■ **EXERCISE MATERIAL**:

────────

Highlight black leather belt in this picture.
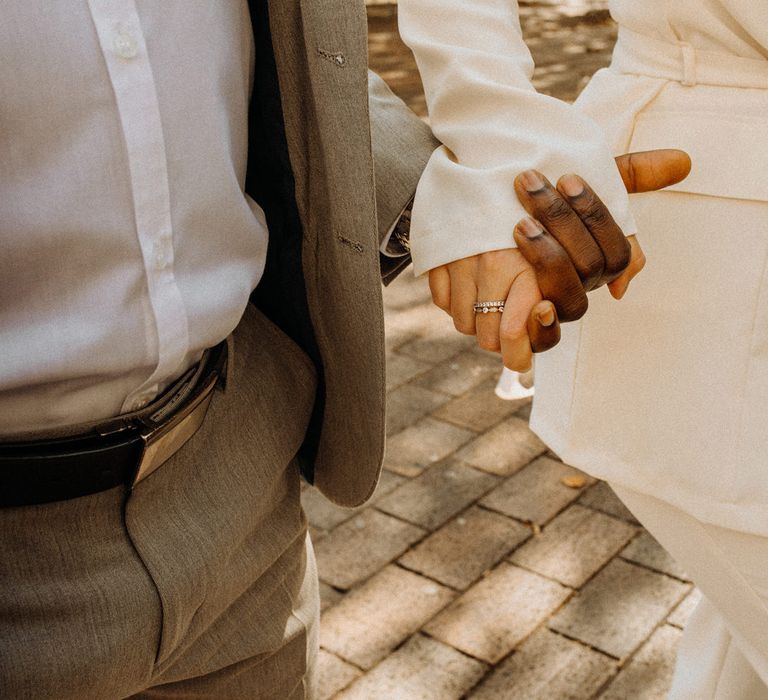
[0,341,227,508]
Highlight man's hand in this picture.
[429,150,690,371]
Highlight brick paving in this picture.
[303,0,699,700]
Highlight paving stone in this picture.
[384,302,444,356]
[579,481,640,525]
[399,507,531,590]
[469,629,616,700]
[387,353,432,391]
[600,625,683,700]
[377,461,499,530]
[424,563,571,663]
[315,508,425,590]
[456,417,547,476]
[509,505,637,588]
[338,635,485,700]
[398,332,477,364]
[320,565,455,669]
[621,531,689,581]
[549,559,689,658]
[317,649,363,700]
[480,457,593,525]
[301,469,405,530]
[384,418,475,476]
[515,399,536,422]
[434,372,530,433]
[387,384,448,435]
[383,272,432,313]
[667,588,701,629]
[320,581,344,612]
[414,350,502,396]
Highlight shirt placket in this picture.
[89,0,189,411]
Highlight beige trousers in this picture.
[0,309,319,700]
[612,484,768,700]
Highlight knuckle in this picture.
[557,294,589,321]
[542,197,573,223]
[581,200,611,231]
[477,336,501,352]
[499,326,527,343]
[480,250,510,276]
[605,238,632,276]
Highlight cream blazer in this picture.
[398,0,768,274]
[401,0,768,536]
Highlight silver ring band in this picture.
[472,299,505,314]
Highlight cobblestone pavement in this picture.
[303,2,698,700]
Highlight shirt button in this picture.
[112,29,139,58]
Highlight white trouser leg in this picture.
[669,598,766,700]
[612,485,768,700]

────────

Copy all of the data above verbatim, omitting the picture from your copy.

Highlight black leather belt in this picture.
[0,341,227,508]
Highlight man's hand in this picture.
[429,150,690,371]
Highlight brick paving in this picture.
[303,0,699,700]
Highlight paving stone in this picture.
[384,302,444,356]
[579,481,640,525]
[399,507,531,590]
[469,629,616,700]
[387,353,432,391]
[600,625,683,700]
[377,461,499,530]
[424,563,571,663]
[315,508,425,590]
[456,417,547,476]
[509,505,637,588]
[338,635,485,700]
[398,332,477,364]
[320,565,455,669]
[621,531,689,581]
[549,559,689,658]
[317,649,363,700]
[480,457,593,525]
[301,469,405,530]
[384,418,475,476]
[515,399,536,422]
[434,372,530,433]
[387,384,448,435]
[383,272,432,313]
[667,588,701,629]
[320,581,344,612]
[414,350,502,396]
Highlight shirt placket in this picture.
[89,0,189,411]
Highlight beige trousers in this picture.
[0,309,319,700]
[612,484,768,700]
Highlight knuckle in this picture.
[557,294,589,321]
[542,197,573,223]
[581,200,611,231]
[477,336,501,352]
[499,326,527,343]
[480,250,510,276]
[605,238,632,276]
Highlight cream blazer in this picture.
[398,0,768,274]
[401,0,768,536]
Highlight silver ring band in this picture.
[472,299,505,314]
Highlight cobblestone pavement in this picture.
[303,2,698,700]
Highlight shirt button in this picture.
[112,29,139,58]
Highlight white trouser leg in this picture.
[669,598,766,700]
[612,485,768,700]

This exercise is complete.